» **Request A**
Answer the following from the passage about the Spokane penthouse:
(i) In what year did Myrtle die?
(ii) What motif did Helen introduce in place of the English and Chinese furniture?
(iii) What lies to the north in the view from the patio?
» **Request B**
Render this sentence from the passage about the Spokane penthouse in Spanish: "Train trestles were demolished for Riverfront Park and Expo ‘74."

» **Document section**
_ _ _ _ _

When Myrtle died in 1957, surviving family members agreed that Clarence, the oldest son, and his wife, Helen, should be the next penthouse residents. Helen quickly made her own imprint, replacing the gaudier English and Chinese furniture with the more graceful French motif.
From this vantage Helen literally has watched Spokane grow up:
Rectangular bank buildings rose. Train trestles were demolished for Riverfront Park and Expo ‘74. The riverland was cleaned up to make way for the Spokane Intercollegiate Research and Technology Institute.
“It’s so beautiful up here. I’m constantly entertained,” she says, though the noise of booming loudspeakers from the cars does get a bit annoying on Friday and Saturday nights.
With our canes in hand, we venture out onto the red-tiled patio. The view is extraordinary: Idaho to the east, Mount Spokane to the north and the Sunset Hill to the west.

_ _ _ _ _

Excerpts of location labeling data
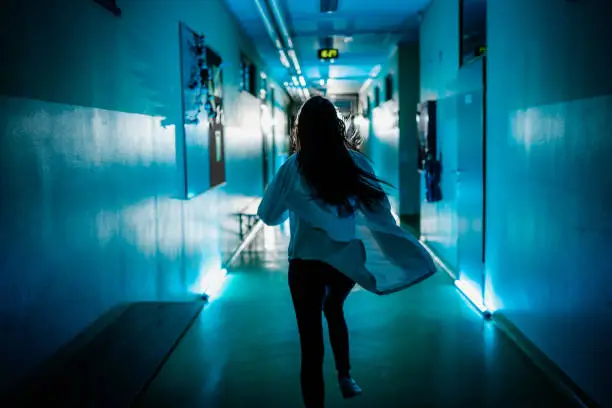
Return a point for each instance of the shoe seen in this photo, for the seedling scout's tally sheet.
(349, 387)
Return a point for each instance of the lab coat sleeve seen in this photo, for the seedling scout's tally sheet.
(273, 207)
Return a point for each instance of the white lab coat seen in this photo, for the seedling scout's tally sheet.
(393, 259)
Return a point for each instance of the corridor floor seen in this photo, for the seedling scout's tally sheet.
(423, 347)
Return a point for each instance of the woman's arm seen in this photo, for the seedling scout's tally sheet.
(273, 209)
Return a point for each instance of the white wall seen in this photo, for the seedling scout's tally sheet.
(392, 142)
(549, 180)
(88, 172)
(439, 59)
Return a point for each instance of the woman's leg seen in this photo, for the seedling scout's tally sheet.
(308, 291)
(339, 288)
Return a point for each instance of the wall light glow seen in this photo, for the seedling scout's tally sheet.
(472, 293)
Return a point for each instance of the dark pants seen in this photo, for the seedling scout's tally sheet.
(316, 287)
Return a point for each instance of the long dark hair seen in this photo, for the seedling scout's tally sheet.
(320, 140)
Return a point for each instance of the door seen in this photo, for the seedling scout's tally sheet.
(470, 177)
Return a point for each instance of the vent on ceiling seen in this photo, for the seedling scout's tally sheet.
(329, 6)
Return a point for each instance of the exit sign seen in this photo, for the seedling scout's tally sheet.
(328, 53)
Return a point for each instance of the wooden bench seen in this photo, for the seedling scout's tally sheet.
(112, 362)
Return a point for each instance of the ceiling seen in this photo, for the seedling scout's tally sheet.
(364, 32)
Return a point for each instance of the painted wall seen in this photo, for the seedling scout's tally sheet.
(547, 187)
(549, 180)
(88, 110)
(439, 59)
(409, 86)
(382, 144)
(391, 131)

_ _ _ _ _

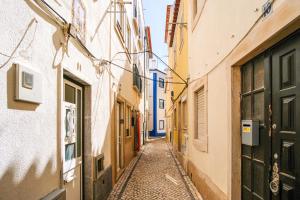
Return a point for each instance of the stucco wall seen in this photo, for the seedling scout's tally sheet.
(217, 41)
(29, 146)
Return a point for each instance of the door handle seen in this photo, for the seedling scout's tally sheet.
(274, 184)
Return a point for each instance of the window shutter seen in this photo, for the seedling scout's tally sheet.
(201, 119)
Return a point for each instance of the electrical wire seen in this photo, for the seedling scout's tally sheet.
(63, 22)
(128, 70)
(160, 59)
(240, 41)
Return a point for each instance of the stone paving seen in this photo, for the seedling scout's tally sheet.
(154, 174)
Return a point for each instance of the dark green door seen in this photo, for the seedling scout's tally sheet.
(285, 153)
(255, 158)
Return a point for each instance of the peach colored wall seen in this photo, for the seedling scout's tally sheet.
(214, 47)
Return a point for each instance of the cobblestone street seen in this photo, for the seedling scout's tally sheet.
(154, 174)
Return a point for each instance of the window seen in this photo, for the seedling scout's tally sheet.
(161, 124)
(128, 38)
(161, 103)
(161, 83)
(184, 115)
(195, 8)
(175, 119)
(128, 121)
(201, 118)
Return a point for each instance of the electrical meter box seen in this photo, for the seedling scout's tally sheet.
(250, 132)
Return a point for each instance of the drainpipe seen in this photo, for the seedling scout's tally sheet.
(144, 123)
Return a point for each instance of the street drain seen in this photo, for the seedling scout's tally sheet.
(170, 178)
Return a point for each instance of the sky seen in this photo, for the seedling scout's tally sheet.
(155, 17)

_ _ _ _ _

» **Full solution A**
(i) 1957
(ii) The French motif
(iii) Mount Spokane

» **Full solution B**
Los puentes ferroviarios de caballete fueron demolidos para Riverfront Park y la Expo ‘74.